▶ Task goal
Retype the data below exactly, skipping pictures.

++++ Information supplied

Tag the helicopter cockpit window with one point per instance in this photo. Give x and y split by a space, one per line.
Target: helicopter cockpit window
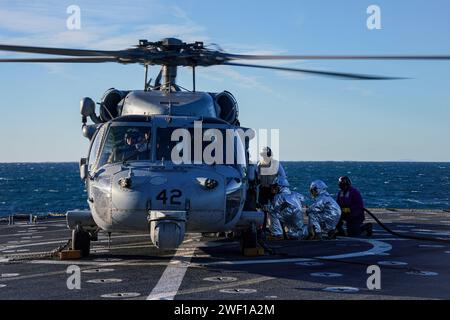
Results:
95 148
126 143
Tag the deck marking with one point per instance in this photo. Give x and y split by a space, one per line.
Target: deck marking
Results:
121 295
341 289
170 281
239 291
219 286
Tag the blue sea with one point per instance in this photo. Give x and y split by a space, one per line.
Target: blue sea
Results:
42 188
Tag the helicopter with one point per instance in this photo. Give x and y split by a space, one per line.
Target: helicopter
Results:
139 178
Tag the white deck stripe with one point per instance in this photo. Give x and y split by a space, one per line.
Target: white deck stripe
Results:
170 281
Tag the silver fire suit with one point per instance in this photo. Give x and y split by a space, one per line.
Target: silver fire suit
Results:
286 210
324 213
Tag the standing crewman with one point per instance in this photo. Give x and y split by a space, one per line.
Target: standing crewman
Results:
352 207
324 213
269 172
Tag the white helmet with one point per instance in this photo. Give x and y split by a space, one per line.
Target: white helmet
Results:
266 152
317 187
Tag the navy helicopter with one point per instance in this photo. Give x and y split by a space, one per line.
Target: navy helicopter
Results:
134 178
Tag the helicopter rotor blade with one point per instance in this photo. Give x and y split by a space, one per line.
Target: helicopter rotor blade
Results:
342 75
64 60
336 57
59 51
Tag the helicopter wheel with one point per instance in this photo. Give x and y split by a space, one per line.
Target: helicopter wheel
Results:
81 240
249 238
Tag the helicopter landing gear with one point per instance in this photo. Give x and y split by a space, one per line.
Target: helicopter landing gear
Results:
81 240
249 242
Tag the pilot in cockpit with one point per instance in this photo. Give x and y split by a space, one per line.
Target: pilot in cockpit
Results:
134 148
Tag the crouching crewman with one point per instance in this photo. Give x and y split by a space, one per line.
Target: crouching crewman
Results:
324 213
286 211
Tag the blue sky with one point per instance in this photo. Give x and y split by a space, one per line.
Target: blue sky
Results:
318 118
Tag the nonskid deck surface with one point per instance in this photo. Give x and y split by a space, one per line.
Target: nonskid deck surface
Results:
209 268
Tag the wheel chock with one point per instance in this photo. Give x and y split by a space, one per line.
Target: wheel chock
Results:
70 254
253 252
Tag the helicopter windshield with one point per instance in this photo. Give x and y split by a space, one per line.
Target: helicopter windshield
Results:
126 143
215 146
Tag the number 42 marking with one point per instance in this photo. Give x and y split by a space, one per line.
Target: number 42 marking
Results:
174 194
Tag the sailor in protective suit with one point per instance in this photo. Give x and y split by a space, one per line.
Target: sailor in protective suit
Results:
286 210
324 213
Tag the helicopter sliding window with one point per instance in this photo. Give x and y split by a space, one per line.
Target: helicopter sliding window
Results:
210 153
126 143
95 147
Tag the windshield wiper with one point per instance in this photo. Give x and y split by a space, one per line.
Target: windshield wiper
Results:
135 153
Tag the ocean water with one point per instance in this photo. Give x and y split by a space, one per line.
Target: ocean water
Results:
42 188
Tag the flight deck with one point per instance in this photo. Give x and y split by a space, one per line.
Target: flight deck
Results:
130 267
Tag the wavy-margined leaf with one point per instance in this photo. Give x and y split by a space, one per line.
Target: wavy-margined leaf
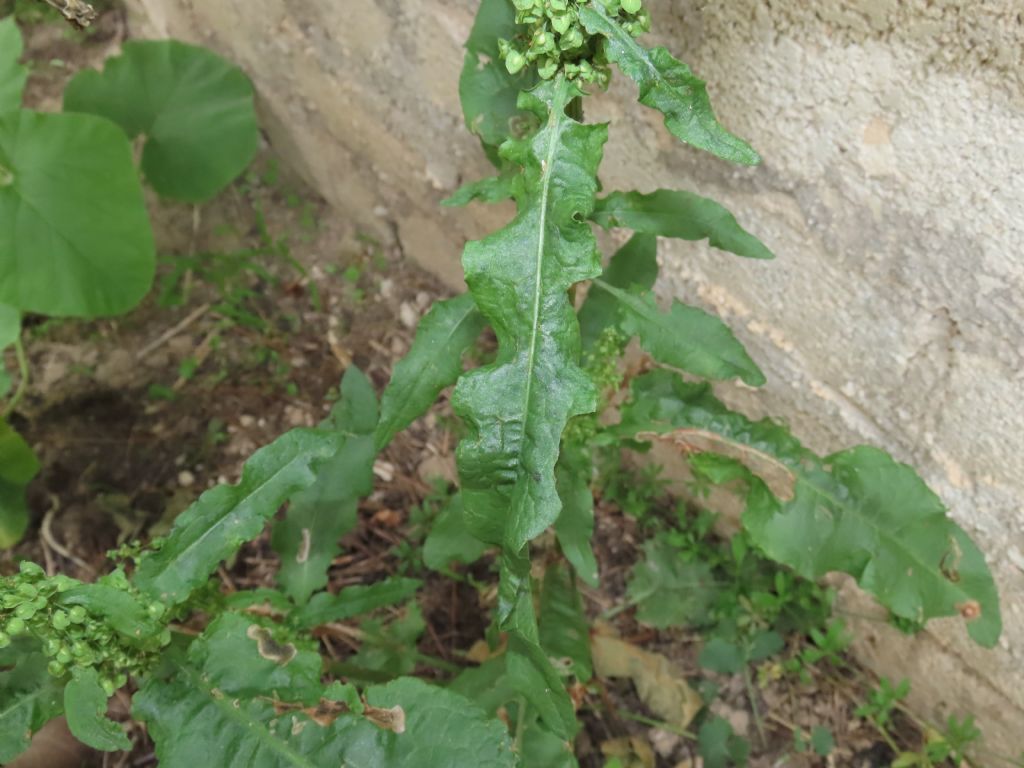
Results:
407 724
17 466
30 697
686 338
671 213
492 189
12 74
487 91
226 516
449 540
85 709
248 659
858 511
353 601
492 687
564 629
634 265
669 86
574 525
434 361
195 109
306 538
75 236
517 408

++++++++

▶ Expected answer
Tag the helicopter cockpit window with one point per instance in this photo. Give x and y split by a space, one per line.
Target: helicopter cockpit window
Results:
95 148
126 143
Tag the deck marking with one point per instance in this photo. Give x and y split by a space, one per line.
Target: deck marking
Results:
121 295
341 289
170 281
239 291
219 286
Tag the blue sea with one point per instance in this photo. Give x and y split by a space, one per line.
Target: blue sea
Results:
42 188
Tag the helicopter with one point per instance in this photo. Give x and y split by a space, one per line.
Target: helicopter
Results:
139 178
Tag the white deck stripe with one point per instance in this photo. Give x and y split by a space, one per line.
Target: white deck stripe
Results:
170 281
Tag the silver fire suit with one point per instance in this photo. Give x and y split by a space, one per line.
Target: silver fire suit
Results:
286 210
324 213
Tag the standing crewman with one point per instance in this photo. Give x and y split by a space, one per line.
Target: standing crewman
Results:
352 207
324 213
269 172
Tag the white helmet with one point per instance in this photo. Give x and y split by a space, one per line.
Target: white helmet
Results:
266 152
317 187
Tag the navy helicopter with one point per instance in this photo. Give x and y split by a space, one per line.
Target: navy helicopter
Results:
134 178
Tag the helicopter rotor blade with one point per instance in this photo. Give x and y split by a space, one per line.
Target: helicopter rotor blade
Results:
342 75
64 60
336 57
59 51
Tag the helicopter wheel with one point per instance in this photo. Give x and y split by a space, one per line.
Target: helicopter wheel
Results:
81 240
249 238
Tag the helicopter landing gear with one point per instance in this photo. Give x and y split by a space, one per line.
Target: helicopter landing gear
Results:
81 240
249 242
Tag the pilot in cockpit with one point per instance in this photo. Give x and y split by a space, one per line.
Target: pilot in cockpit
Results:
134 148
Tag the crouching crewman with one point per instance in this photo. Give x and y split by a space, one per line.
Target: crouching crewman
Results:
324 213
286 211
Tag the blue sky with one point per instance in this photo. Give x and y split by a space, one per line.
Target: blue sky
Results:
318 118
Tag the nonskid deck surface with one point per instance in this photo. Give x and y split by a space, one per line.
Target: nonskid deck surface
Results:
209 268
Tag the wheel chock with one point per instance in this photo. Give x and y split by a space, one per line.
Target: wheel chock
Results:
70 254
253 252
Tag the helicopter windshield with one point per instance in this photo. Give x and y split by a space, one per line.
Target: helicopter windshield
Results:
126 143
215 146
Tag the number 42 marking with one point per instance in this photo. Give x and y split by a space, one per line.
Target: number 42 marking
Results:
174 194
Tag the sailor in protective suit with one point per instance in this photo. Give x and y split by a space, one per line.
Target: sailor in protective suit
Results:
286 210
324 213
Tag the helicopter sliding window with one point per instance in this photo. Give x and y split by a space, one per line.
Target: helicopter sliding window
Results:
210 153
126 143
95 147
Tag the windshield wiper with one point per instance in this photo. Give x and y split by a space, one per line.
Target: windshield wiper
Results:
135 153
Tag the ocean water with one point per instance in this photo. Give x and y split by a space, one per line.
Target: ocean water
Results:
42 188
Tag the flight deck with one point per instance in this photo. Give x and y split by a space, one per line.
Target: flight deck
Results:
130 267
Tag the wavy-margined leaf with one point per instance in this photo. Give x and y split by a space, one per line.
Target: wavy-margined leaf
Results:
407 724
17 466
30 697
686 338
671 213
492 189
12 74
487 91
226 516
449 540
85 709
248 659
858 511
353 601
492 687
564 629
634 265
669 86
574 525
434 361
195 109
306 538
75 236
517 408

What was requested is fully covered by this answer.